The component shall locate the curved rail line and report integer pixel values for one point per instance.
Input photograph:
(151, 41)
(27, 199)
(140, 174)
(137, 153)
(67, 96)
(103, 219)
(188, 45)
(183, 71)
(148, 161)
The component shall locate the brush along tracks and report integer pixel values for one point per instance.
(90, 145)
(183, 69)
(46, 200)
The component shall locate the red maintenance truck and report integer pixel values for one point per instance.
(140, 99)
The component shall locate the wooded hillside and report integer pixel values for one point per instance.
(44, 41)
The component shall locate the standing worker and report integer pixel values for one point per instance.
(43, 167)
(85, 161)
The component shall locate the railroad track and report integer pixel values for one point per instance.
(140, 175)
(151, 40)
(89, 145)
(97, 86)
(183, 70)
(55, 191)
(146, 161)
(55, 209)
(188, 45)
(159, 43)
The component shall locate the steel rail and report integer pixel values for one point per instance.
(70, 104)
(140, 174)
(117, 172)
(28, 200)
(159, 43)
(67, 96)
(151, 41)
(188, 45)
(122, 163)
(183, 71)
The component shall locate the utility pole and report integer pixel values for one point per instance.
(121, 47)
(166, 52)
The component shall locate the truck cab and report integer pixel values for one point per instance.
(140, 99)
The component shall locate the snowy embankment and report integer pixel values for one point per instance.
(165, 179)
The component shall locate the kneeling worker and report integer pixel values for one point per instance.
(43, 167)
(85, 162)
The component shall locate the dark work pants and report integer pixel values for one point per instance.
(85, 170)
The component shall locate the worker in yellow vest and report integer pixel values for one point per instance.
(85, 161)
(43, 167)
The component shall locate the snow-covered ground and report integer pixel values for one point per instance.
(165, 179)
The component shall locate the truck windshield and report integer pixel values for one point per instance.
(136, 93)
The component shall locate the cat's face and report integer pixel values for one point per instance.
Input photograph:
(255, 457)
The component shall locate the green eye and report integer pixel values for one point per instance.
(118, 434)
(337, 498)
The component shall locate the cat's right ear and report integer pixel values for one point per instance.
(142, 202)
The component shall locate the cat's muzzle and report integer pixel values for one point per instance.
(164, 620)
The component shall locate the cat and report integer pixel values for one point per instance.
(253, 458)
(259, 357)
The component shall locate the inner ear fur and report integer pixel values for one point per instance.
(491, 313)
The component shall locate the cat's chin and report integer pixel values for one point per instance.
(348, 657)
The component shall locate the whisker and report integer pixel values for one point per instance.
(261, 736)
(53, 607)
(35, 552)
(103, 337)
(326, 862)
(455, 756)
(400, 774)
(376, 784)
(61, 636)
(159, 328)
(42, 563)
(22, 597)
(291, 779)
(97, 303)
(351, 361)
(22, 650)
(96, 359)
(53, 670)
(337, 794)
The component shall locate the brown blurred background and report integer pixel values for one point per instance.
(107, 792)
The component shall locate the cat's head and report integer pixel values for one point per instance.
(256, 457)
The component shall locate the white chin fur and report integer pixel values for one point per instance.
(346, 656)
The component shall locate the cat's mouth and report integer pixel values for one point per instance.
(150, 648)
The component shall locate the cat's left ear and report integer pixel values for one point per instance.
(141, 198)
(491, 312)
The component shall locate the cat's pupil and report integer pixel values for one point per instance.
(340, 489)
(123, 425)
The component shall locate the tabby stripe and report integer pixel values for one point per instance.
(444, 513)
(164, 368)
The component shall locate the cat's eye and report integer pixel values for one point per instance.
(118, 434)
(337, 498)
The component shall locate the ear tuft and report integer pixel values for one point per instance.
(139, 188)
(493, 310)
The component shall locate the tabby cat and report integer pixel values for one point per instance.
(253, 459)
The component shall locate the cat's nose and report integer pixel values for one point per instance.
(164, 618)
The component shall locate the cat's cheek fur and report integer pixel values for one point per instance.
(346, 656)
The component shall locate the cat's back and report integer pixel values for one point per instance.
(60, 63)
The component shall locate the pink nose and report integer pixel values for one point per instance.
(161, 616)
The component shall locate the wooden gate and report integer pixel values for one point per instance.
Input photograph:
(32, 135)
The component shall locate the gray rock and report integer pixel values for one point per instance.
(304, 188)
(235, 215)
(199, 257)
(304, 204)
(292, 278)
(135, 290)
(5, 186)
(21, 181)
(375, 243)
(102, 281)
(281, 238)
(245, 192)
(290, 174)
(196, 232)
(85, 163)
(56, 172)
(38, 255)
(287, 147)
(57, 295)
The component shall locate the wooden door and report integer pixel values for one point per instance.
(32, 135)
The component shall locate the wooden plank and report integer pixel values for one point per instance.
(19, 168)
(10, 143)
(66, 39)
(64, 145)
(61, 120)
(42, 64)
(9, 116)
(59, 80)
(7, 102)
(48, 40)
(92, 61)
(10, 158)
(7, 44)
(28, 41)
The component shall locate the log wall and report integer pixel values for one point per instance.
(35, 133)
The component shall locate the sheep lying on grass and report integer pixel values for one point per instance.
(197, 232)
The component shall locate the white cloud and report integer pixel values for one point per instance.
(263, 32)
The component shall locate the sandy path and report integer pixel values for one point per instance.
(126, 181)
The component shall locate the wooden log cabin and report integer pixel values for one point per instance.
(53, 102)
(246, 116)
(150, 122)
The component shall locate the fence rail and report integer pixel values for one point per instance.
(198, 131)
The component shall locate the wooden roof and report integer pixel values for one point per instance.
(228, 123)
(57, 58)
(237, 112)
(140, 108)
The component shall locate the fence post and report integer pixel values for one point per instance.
######
**WRITTEN REQUEST:** Write out only the final block of lines, starting at the line with "The component shall locate the wooden plank" and running to the end of the material.

**EXPECTED OUTPUT:**
The component shall locate the wooden plank and report integer pixel values for one point per instance.
(19, 168)
(10, 143)
(66, 39)
(64, 145)
(61, 120)
(42, 64)
(9, 116)
(59, 80)
(7, 102)
(48, 40)
(92, 61)
(10, 158)
(7, 44)
(28, 41)
The component shall locate the log wall and report integer pixel values for one point per instance.
(35, 133)
The component shall locate the sheep lying on grass and report integer pixel values for one point per instance.
(197, 232)
The component shall locate the white cloud and report integer pixel values for one point per instance.
(263, 32)
The component shall locate the sandy path and report integer pixel values for one point per instance.
(126, 181)
The component shall locate the wooden log cabin and report integer pixel values for one point per instance.
(53, 102)
(246, 116)
(150, 122)
The component shall locate the fence rail and report integer pixel values for one point per instance.
(198, 131)
The component shall locate the wooden roof and report integer pixel values for one point per instance.
(228, 123)
(57, 58)
(237, 112)
(140, 108)
The component shall locate the fence post and report integer pixel values for one point per instance.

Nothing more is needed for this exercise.